PROBLEM DETAILS. List every Chinese province named in the text on thulium mining below.

PROVIDED PASSAGE.
-.-.-

In Russia, loparite is mined by underground methods using room and pillar methods. Ore is drilled and blasted and removed from the mine. At the mill the blasted ore is crushed, screened, and processed by flotation to produce a loparite concentrate with a 0.1% Tm2O3 content. In Kyrgyzstan, synchysite (Y) concentrate with a Tm2O3 content of 0.25% to 0.3% was mined by hard rock methods from the open pit Kutessai II deposit near Aktyuz (Hedrick, Sinha, and Kosynkin, 1997). Argillaceous marine sediments enriched in fossil fish remains at the Melovie deposit in Kazakhstan were previously recovered for their uranium and rare earth content, including thulium. The main source of the world’s thulium is the ion adsorption lateritic clays in the southern provinces of China, primarily Fujian, Guangdong, and Jiangxi, with a lesser number of deposits in Guangxi and Hunan. These deposits are mined by leaching methods.

-.-.-

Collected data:
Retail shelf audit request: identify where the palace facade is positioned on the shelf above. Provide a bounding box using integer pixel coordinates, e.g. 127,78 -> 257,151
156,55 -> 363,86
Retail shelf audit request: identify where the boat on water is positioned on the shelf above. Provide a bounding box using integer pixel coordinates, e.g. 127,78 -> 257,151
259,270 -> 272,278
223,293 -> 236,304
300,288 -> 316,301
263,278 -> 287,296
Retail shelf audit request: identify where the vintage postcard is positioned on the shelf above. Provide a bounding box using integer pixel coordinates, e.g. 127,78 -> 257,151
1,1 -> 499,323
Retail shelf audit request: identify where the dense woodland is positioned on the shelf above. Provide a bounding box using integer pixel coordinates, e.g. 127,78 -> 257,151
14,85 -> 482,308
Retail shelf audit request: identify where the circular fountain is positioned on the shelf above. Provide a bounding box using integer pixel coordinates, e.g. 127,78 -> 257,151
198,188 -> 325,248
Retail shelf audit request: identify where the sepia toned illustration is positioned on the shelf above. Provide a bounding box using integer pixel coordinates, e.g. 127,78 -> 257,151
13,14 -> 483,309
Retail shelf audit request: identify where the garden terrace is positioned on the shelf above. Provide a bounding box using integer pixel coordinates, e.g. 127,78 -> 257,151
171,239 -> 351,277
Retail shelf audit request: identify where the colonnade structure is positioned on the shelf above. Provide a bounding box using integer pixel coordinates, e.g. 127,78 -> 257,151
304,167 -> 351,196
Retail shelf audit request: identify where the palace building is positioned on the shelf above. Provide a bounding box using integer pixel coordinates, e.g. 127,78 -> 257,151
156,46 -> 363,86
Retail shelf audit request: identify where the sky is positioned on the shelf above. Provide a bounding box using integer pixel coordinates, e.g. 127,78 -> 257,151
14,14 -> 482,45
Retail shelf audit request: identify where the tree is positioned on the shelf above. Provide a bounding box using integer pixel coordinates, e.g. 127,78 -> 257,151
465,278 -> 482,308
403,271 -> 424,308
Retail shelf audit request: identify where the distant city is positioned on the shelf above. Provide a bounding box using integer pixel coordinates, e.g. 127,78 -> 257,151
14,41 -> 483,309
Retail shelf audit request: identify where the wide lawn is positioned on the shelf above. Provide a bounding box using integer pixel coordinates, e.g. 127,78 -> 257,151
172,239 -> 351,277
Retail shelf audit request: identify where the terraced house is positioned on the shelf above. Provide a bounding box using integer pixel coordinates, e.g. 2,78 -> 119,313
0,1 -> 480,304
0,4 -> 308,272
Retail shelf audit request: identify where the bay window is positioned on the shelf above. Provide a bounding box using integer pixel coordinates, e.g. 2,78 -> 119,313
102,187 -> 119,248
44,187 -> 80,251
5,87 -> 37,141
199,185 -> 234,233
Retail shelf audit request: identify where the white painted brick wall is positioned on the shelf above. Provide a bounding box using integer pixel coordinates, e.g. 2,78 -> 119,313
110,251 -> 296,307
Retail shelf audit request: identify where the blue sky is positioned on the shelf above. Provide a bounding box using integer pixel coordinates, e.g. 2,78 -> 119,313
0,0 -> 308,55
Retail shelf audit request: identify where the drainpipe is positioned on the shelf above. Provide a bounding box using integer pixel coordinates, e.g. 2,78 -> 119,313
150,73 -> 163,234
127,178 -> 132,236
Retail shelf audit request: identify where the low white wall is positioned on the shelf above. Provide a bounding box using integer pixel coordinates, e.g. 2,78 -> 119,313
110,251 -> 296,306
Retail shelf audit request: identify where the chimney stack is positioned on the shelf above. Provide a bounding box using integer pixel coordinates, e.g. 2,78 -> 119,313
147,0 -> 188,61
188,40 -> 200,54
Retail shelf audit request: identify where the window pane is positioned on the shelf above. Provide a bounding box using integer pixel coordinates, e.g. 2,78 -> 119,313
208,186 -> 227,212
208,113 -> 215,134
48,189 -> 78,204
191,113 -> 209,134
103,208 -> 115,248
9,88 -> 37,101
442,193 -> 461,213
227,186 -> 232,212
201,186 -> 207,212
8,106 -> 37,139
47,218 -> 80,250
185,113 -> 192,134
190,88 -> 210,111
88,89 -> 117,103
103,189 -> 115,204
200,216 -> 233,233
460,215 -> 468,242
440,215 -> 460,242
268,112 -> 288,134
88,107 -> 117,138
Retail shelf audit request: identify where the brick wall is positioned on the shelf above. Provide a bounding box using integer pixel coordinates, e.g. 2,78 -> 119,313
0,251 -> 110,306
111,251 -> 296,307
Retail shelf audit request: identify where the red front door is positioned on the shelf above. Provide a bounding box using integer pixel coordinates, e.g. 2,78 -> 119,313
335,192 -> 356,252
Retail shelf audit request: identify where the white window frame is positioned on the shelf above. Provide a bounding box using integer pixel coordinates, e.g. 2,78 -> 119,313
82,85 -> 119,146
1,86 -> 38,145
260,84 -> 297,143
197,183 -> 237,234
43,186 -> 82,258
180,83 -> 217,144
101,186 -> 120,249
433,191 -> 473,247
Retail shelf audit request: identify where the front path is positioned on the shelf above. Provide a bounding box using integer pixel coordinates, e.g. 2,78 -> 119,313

-.-.-

TASK RESPONSE. Fujian, Guangdong, Jiangxi, Guangxi, Hunan